▸ **Exercise task 1**
Report every line in the rows below that contains the word "bare".

01 Jun 2022 In-depth

This content has been supplied by a commercial partner.

I have seen an increasing number of clients raising questions about making overseas payments. Recently, this has been driven by a number of particularly challenging situations which have meant that utilising the formal banking system is either difficult or impossible. Often, decisions need to be made at short notice in the context of very challenging operating environments. Such challenging environments can necessitate charities to look at the viability of transferring cash away from the formal banking system.

Where this is necessary, I have seen charities consider a range of options ranging from established money transfer businesses through to cash couriers. The Charity Commission published an updated alert on the use of cash couriers in early May 2022. It specifically warns against using cash couriers in all but exceptional circumstances. This is for many reasons, including the use of cash couriers by terrorist and criminal organisations.

When a charity is considering utilising methods outside of the formal banking system, it is necessary to step back and consider the potential risks of the arrangement. Charity trustees have a legal duty to protect charity funds and to ensure that those funds are utilised effectively. Using cash transfer methods outside of the formal banking system will often put charity funds at an increased risk.

A key consideration for trustees is whether the proposed arrangement puts charitable funds or charity staff and volunteers at undue risk. The level of risk will vary significantly depending on the proposed arrangements. For example, it would usually be expected that an established money transfer business, which is registered and regulated in the UK, would be significantly lower risk than the use of a courier to physically transfer cash.

The potential speed of the transactions is an important factor to consider. Where there is a pressing need, for example in the case of a humanitarian crisis, the use of an intermediary may be one way of facilitating prompt transfers of funds. Where the need is less pressing, the justification for the use of an intermediary may be less compelling.

Decision-making records
Where a decision is made to transfer funds outside of the formal banking system, there should be a clear record of how the decision was made. This should incorporate a record of trustee involvement in the decision-making process. The documentation should also record the reasons for the decision, and particularly address the reasons why the formal banking system was not utilised.

There should be a clear due diligence process on any service providers used, and it is important that a record of the checks is maintained. Due diligence checks should include understanding the regulatory status of the service provider and whether there are any legal issues with the proposed arrangements.

▸ **Data to use**

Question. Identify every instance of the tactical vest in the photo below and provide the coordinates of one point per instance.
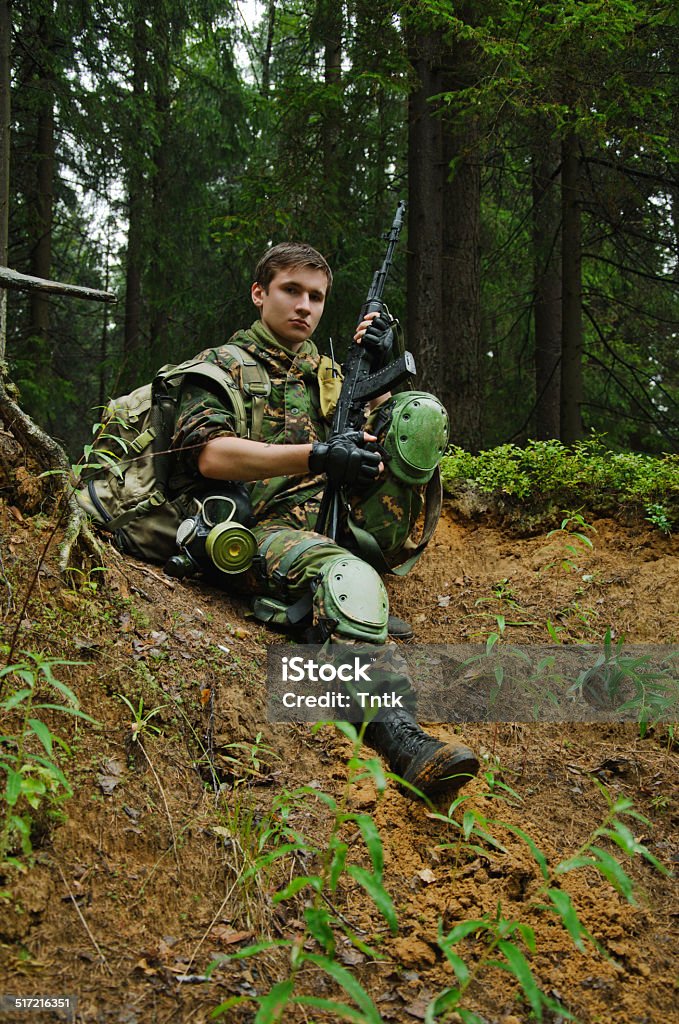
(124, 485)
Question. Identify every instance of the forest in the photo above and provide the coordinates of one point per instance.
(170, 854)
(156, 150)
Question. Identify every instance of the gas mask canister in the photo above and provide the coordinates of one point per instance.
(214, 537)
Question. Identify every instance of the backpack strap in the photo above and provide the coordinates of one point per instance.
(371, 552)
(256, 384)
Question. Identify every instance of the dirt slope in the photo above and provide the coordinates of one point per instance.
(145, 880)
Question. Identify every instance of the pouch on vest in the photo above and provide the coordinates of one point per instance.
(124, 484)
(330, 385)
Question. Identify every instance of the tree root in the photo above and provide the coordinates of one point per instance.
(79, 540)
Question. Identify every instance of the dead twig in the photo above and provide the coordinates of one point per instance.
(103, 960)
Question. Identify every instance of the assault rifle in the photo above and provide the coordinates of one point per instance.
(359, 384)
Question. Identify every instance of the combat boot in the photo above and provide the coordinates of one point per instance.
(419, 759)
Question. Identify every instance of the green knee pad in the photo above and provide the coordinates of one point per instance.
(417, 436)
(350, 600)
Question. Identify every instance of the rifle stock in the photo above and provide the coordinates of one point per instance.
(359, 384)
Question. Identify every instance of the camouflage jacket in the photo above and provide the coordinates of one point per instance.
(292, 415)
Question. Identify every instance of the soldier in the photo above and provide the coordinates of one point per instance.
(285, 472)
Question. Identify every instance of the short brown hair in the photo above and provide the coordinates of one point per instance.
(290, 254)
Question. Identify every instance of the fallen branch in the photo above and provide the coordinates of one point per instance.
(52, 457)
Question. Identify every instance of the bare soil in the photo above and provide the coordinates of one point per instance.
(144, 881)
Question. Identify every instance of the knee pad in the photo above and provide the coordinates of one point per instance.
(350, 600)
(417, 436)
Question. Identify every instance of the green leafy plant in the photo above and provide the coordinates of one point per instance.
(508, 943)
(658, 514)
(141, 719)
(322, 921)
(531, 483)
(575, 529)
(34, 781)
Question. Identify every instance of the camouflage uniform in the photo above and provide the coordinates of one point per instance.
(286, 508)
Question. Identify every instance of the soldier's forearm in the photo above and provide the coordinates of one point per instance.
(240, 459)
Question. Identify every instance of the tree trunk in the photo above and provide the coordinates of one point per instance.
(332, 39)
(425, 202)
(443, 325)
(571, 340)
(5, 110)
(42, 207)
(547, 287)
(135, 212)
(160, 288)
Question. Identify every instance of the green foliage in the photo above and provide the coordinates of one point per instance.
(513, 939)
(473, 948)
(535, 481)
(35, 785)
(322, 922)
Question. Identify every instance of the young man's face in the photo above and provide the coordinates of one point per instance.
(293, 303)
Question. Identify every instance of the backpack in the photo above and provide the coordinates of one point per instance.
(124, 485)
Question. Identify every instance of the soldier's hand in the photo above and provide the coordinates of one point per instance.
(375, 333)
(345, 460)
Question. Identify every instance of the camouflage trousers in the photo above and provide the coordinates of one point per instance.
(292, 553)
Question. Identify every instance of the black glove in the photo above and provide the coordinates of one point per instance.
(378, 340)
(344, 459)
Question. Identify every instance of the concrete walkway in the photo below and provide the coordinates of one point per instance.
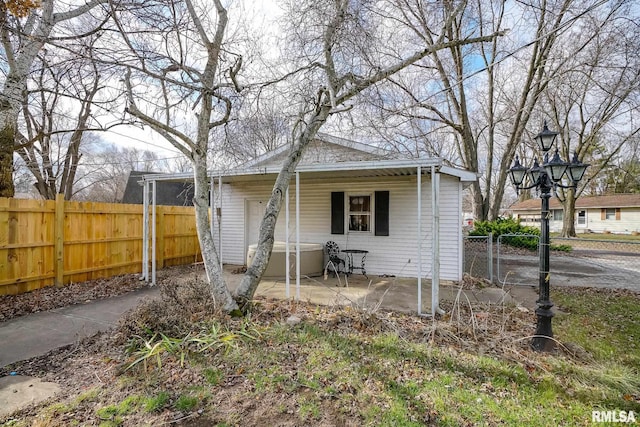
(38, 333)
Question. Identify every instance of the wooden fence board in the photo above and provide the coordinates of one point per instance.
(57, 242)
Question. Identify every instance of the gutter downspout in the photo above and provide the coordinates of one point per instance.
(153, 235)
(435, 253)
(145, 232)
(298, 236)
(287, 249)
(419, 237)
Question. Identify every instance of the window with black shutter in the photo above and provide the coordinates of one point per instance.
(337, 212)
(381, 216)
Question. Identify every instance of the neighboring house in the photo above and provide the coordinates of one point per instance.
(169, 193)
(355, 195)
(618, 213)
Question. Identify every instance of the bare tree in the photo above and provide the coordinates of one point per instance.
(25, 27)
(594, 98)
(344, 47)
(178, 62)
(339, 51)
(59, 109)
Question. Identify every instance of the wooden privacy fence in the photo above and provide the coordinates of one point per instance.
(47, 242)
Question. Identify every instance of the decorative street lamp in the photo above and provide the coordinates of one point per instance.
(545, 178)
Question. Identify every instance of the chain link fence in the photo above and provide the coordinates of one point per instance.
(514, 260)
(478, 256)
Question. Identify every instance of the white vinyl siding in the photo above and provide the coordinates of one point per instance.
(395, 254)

==

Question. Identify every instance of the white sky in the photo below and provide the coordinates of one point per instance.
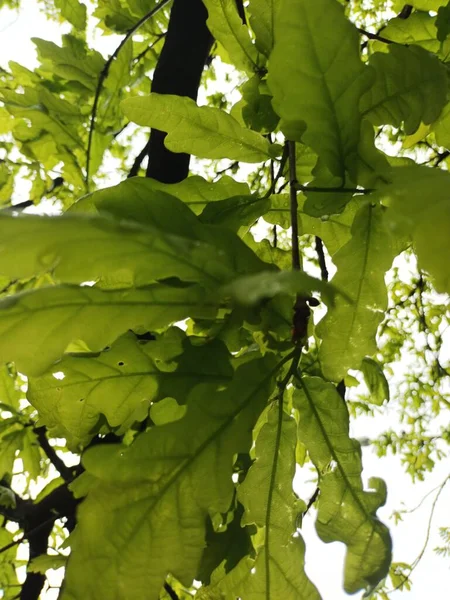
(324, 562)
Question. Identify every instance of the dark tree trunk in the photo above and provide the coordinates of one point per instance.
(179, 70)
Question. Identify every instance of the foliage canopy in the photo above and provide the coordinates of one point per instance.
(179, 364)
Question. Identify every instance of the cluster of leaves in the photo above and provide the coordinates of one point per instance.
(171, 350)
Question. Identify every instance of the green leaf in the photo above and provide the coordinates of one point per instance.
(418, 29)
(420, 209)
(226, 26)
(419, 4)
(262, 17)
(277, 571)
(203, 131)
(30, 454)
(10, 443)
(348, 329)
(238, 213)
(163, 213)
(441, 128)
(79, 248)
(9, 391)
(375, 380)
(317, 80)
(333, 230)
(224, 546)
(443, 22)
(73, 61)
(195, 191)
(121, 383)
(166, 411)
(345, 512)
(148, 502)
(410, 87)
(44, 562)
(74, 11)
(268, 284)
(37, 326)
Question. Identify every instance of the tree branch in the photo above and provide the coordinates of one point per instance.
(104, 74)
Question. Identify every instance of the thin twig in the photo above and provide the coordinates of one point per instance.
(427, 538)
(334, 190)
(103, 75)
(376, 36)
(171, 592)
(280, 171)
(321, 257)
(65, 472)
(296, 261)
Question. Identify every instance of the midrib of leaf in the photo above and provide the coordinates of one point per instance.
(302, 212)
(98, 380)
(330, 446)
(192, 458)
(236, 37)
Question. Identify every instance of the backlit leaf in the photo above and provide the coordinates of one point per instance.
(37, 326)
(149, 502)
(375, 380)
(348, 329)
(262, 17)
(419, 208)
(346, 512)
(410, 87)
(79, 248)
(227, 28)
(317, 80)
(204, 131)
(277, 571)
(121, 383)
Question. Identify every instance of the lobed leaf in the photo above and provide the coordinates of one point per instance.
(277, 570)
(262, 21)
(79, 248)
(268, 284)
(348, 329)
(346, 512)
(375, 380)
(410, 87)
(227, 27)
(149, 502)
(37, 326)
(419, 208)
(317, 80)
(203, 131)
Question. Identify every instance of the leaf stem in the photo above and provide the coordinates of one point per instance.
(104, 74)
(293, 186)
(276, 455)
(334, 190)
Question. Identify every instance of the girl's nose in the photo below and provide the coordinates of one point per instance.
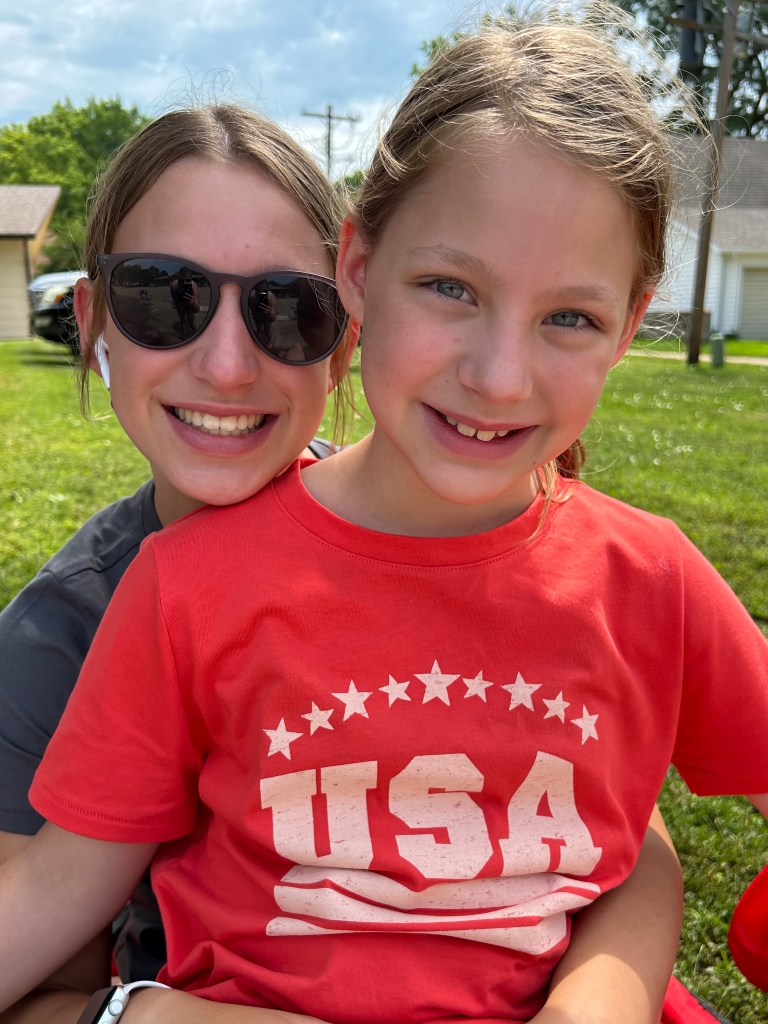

▸ **Exercise task 2**
Continue the article on charities moving funds outside the formal banking system, starting after its last sentence.

▸ **Exercise response 1**
Question. Identify every instance of the bare soil in the photo above and provide the coordinates of one point per instance.
Question. Identify every instance of the bare tree in the photo above and provide the coordinates of one point per instance.

▸ **Exercise response 2**
There are particular challenges when cash is moved outside of the UK. Many countries have legal restrictions in the amount of cash which can be brought into (or out of) the country. Charity Commission guidance strongly recommends that carrying cash is kept to a minimum. Charities should also ensure that they comply with their legal responsibilities such as declaring cash above £10,000 when carrying to destinations outside of the UK.

If cash couriers are used, the Charity Commission suggests that appropriate risk mitigations are put in place. Such mitigations include obtaining specialist insurance and ensuring that the cash courier carries documents evidencing the source and destination of funds and their association with the charity.

It is also important that appropriate financial controls are maintained. Expenditure should be subject to the same financial controls and processes as expenditure made within the formal banking system. There should be a proper record and audit trail of all transactions covering all stages in the chain of the transaction. There should also be appropriate checks to ensure that the funds are received by the intended recipient and, as far as possible, future transfers should be avoided until it can be confirmed that a previous transfer has been safely received.

Where these areas are relevant, I would strongly urge reviewing chapter four of the Compliance Toolkit issued by the Charity Commission. This contains helpful guidance, including a risk management checklist for using intermediaries, and a financial controls checklist. Use of these tools are one way in which trustees can demonstrate that they have taken appropriate steps to safeguard charity funds. If you are in any doubt as to the adequacy of the steps taken, I would strongly recommend taking appropriate professional advice or contacting the Charity Commission proactively.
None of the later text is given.